* _Instruction_: Copy out the listing that follows, exact in every word, and skip the images.

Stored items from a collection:
+++++
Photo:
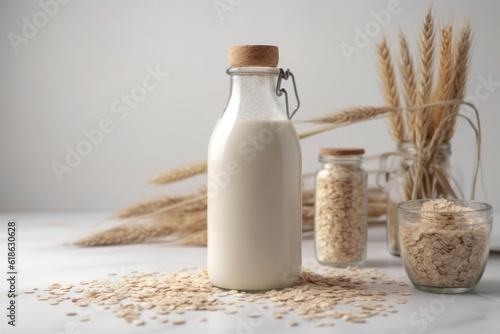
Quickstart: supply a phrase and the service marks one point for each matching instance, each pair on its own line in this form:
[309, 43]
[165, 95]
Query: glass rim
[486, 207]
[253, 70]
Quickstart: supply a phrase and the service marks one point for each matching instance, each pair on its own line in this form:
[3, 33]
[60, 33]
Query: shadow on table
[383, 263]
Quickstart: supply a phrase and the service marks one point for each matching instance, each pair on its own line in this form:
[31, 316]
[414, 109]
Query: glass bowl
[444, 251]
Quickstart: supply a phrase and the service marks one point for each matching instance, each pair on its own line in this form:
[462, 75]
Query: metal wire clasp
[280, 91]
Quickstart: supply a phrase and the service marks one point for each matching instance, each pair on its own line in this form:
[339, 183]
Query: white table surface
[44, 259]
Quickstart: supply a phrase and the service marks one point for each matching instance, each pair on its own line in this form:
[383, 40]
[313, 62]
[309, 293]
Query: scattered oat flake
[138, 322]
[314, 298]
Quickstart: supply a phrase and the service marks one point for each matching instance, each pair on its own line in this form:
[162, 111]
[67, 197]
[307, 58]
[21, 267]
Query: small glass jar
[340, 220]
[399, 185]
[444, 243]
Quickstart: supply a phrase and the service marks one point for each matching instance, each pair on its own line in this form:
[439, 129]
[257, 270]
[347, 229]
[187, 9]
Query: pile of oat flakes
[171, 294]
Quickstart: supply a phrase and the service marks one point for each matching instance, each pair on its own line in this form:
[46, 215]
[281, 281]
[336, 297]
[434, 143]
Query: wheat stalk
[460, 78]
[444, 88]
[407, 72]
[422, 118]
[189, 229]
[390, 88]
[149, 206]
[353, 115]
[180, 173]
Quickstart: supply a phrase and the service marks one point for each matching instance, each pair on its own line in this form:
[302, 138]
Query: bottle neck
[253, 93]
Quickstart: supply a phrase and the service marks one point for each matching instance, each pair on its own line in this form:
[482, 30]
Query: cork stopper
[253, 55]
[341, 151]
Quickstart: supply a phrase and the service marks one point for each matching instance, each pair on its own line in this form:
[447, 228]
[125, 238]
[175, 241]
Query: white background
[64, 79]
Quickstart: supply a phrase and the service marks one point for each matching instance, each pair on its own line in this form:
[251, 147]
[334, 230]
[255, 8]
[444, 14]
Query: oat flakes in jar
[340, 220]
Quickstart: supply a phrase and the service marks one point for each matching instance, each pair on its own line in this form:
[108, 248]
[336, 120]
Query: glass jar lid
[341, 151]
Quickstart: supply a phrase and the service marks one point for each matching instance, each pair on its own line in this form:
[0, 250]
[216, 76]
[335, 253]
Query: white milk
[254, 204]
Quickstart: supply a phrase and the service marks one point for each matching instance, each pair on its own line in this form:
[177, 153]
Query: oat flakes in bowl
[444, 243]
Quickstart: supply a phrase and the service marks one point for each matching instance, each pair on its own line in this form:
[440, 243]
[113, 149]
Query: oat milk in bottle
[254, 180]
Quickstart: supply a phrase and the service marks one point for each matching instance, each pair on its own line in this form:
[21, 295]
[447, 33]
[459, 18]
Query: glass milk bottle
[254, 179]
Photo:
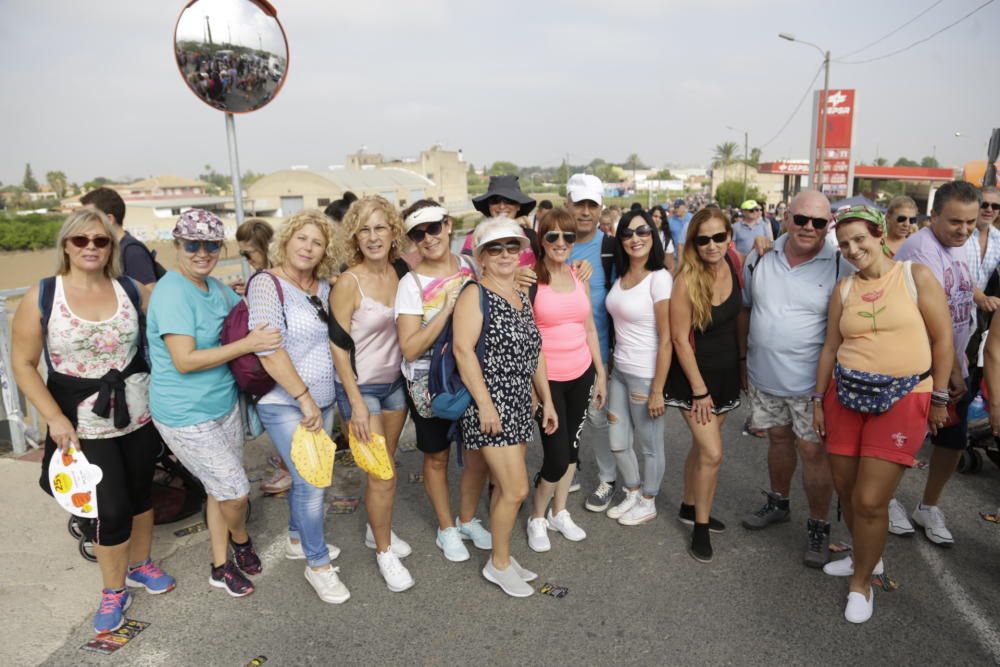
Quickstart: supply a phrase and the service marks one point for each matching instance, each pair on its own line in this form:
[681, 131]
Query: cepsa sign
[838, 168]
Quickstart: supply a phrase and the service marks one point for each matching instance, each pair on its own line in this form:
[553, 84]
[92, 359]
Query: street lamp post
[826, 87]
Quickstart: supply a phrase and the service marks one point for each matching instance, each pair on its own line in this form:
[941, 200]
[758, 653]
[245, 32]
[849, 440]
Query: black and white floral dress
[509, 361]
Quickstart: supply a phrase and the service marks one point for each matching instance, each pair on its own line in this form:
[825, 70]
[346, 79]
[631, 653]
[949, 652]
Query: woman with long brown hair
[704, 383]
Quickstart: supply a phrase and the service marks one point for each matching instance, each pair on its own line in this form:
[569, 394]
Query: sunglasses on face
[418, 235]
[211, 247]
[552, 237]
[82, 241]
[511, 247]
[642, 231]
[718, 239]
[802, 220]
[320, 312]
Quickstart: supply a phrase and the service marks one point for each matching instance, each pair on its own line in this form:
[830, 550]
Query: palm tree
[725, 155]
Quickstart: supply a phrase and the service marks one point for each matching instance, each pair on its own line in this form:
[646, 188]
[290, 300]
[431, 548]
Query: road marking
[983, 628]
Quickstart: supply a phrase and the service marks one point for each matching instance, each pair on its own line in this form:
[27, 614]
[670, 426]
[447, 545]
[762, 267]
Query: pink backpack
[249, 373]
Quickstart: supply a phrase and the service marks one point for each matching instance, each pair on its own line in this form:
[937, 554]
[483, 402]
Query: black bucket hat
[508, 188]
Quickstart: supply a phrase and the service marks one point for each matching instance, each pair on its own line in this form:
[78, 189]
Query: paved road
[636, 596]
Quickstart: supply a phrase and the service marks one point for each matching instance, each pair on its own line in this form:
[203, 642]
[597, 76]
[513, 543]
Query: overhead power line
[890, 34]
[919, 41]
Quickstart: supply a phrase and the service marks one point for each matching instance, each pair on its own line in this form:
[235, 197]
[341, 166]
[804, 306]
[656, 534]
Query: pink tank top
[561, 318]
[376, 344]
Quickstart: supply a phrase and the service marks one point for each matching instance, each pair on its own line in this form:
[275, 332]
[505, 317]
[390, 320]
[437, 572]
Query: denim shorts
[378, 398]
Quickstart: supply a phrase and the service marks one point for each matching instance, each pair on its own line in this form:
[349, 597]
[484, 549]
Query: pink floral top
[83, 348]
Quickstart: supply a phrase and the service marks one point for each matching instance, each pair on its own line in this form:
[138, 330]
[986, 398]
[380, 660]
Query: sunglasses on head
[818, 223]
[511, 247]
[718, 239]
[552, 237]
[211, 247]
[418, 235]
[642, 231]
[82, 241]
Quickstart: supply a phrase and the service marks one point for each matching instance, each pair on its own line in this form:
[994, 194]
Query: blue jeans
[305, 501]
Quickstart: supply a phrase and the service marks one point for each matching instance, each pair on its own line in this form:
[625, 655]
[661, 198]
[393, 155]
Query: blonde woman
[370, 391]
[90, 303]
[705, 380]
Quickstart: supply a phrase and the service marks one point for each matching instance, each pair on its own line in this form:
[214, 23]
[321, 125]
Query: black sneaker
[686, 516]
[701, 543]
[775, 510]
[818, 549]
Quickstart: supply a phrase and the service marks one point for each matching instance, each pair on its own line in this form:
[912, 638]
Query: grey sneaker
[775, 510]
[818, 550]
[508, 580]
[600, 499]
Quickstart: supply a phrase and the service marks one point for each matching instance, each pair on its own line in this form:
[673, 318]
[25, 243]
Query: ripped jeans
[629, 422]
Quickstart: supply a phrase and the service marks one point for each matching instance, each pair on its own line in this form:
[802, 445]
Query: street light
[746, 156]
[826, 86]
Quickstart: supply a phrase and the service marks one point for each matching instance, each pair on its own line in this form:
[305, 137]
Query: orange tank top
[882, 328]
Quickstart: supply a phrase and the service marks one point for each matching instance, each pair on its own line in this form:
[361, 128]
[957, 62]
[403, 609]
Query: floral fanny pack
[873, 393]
+++++
* _Task output_:
Photo:
Quickstart: supply a phrase and the service marks one point for each matching instance, each pair on its own line in this form:
[309, 43]
[165, 95]
Query: glass rim
[486, 207]
[253, 70]
Quickstart: supply a phrase and the service marks one point for each matching instance, each pair on its own line in this form:
[3, 33]
[60, 33]
Query: shadow on table
[383, 263]
Quickstart: supply a phrase and the service marks one point for each matching instance, each pair on its own line in this form:
[31, 316]
[414, 109]
Query: glass bowl
[444, 251]
Quickstart: supply a phrase and the service marks one point for each matching instance, each pair on its own line in this form:
[462, 75]
Query: metal wire clasp
[280, 91]
Quickstart: supply a phrase and the service marks one point for each matching instance, each pair on its own line in this form:
[339, 183]
Query: white table surface
[44, 259]
Quickstart: supply a phrase and the service marks one point for each matching instance, each pair on its own line in this form:
[383, 40]
[313, 62]
[309, 293]
Query: scattered oat flake
[138, 322]
[314, 298]
Quickstart: supply a phrase and the service marks one point for each matching instance, each pair on its own line in this form:
[162, 111]
[67, 197]
[307, 58]
[21, 267]
Query: small glass jar
[340, 220]
[399, 185]
[444, 243]
Quickstart: supply a phrase and the service marks one point for each matching instance, each pair on its own line in this form:
[439, 129]
[257, 270]
[347, 229]
[187, 9]
Query: pile of oat flakes
[171, 294]
Quickstart: supply a phrase and the service marks one point for each matching instance, each pair on its own line in this form:
[46, 215]
[281, 281]
[336, 297]
[434, 143]
Query: wheat stalk
[460, 78]
[444, 88]
[407, 72]
[422, 118]
[189, 229]
[390, 88]
[149, 206]
[353, 115]
[180, 173]
Quickstart: supply a phrase and the service marks one point for each matching instance, each pair on its own line in this form:
[302, 138]
Query: bottle neck
[253, 93]
Quickstart: supply a phrase and the service marks one point for each matching instance, each pair on its own line in this form:
[482, 30]
Query: cork stopper
[253, 55]
[341, 151]
Quickstart: supply a phrase and the service marks one point for each matching instance, each pair on its own line in this form:
[447, 228]
[125, 238]
[175, 241]
Query: white background
[64, 79]
Quickstart: supply a phrase and the service marks one point for each matching instance, each pair on its own line in this form:
[251, 147]
[334, 230]
[255, 8]
[444, 14]
Query: oat flakes in jar
[340, 220]
Quickstart: supply a phrase and the service marks one point for each matching instance, each pair on its own line in this form:
[108, 248]
[336, 120]
Query: glass jar lid
[341, 151]
Quickstart: supply a phrase and the service marks one point for each matching instance, each pair on its own line in this form:
[0, 250]
[216, 76]
[335, 253]
Query: white milk
[254, 204]
Quickstart: supply a phrase and the service marks one point for each matching instance, each pair on its own line in this form:
[177, 153]
Query: oat flakes in bowl
[444, 243]
Quickstart: supply a phrase and the service marks one point for each matching instance, each pair on its own line in this form:
[440, 243]
[113, 149]
Query: oat milk in bottle
[254, 180]
Quickstart: supply a phrase and the service marks one point for each matching instance, each pair on its own line in this form:
[21, 295]
[447, 33]
[459, 18]
Query: glass milk bottle
[254, 179]
Photo:
Quickstart: supply a phrase and the service marks one point for each matching instance, each pair on its own line in this form:
[681, 131]
Query: cepsa sign
[838, 168]
Quickstart: supply a phrase and the service marks one point for each matching instance, each pair on its own line in this form:
[553, 84]
[92, 359]
Query: street lamp post
[826, 87]
Quickstart: supply a phrase and the service marks one point for each matching instance, each pair on its own line in this form:
[941, 200]
[758, 653]
[245, 32]
[849, 440]
Query: black and white floral dress
[509, 361]
Quickstart: supply a phrase and the service marks one point for each matching instance, each pair on its own line in this form:
[825, 70]
[346, 79]
[631, 653]
[949, 652]
Query: woman with long brown hair
[704, 383]
Quickstart: supply a phrase and the service marks one point for each matching instance, each pair on its own line in this form:
[569, 394]
Query: sunglasses on face
[418, 235]
[211, 247]
[552, 237]
[82, 241]
[511, 247]
[642, 231]
[718, 239]
[802, 220]
[320, 312]
Quickstart: supply a phrase and the service marks one point for each matching instance, each pair on its own line in this form:
[830, 550]
Query: palm tree
[725, 155]
Quickstart: supply a phrase and the service marks one point for each matching instance, each pair on its own line in this form:
[646, 188]
[290, 300]
[431, 548]
Query: road marking
[983, 628]
Quickstart: supply a phrase and the service marks one point for each matching instance, each pair on its own line in this form:
[27, 614]
[670, 426]
[447, 545]
[762, 267]
Query: pink backpack
[249, 373]
Quickstart: supply a phrase and the service marks one point for each matching instance, each pair on its own line in this form:
[937, 554]
[483, 402]
Query: black bucket hat
[508, 188]
Quickstart: supply a phrase and the service marks one point for each matching instance, each pair on its own line in this form:
[78, 189]
Query: paved road
[636, 596]
Quickstart: supply a phrase and the service marks one point for each matching instance, each pair on its own line in this form:
[203, 642]
[597, 76]
[513, 543]
Query: overhead power line
[890, 34]
[919, 41]
Quickstart: supply a phrase and the service marks one point for each matching instance, each pair on its own line in this form:
[235, 197]
[341, 166]
[804, 306]
[656, 534]
Query: pink tank top
[561, 318]
[376, 344]
Quickstart: supply a phrase and the service marks one point for each matching instance, each pair on its own line in this form:
[275, 332]
[505, 317]
[390, 320]
[437, 572]
Query: denim shorts
[378, 398]
Quickstart: supply a phrase and the service marks one point for each matching instance, each pair on its own line in this form:
[349, 597]
[484, 549]
Query: pink floral top
[83, 348]
Quickstart: supply a phrase and the service marks one point for each matching instance, each pair on its own line in this form:
[138, 330]
[986, 398]
[380, 660]
Query: sunglasses on head
[818, 223]
[511, 247]
[718, 239]
[552, 237]
[211, 247]
[418, 235]
[642, 231]
[82, 241]
Quickstart: supply a phrase and the service marks one point for each matching instance, each pair on its own line in this form:
[994, 194]
Query: blue jeans
[305, 501]
Quickstart: supply a phrase and the service marks one point for each matching instance, each pair on its own line in this form:
[625, 655]
[661, 198]
[393, 155]
Query: blonde woman
[370, 391]
[90, 303]
[705, 380]
Quickstart: supply a phrase and the service marks one point for each matching instance, each pair on its own line in this form:
[214, 23]
[321, 125]
Query: black sneaker
[686, 516]
[701, 543]
[775, 510]
[818, 549]
Quickstart: supply a phrase and the service marks one point for each matching instance, each pair on its own line in this form:
[912, 638]
Query: grey sneaker
[775, 510]
[818, 550]
[508, 580]
[600, 499]
Quickstart: supply a phrase and the service marks one point for each matching instance, each pair on its own line in this form:
[673, 318]
[25, 243]
Query: ripped jeans
[629, 422]
Quickstart: supply a phrase and the service marks one point for each matching instance, each pair on its own line in this form:
[802, 445]
Query: street light
[746, 156]
[826, 86]
Quickstart: supply a phrase and the service marks one point for each matching instance, each pair on its own line in this form:
[305, 137]
Query: orange tank top
[882, 328]
Quickstart: supply a phrase and the service marks one point for each matching instance, each pair on its own line in this form:
[361, 128]
[957, 62]
[403, 609]
Query: floral fanny pack
[873, 393]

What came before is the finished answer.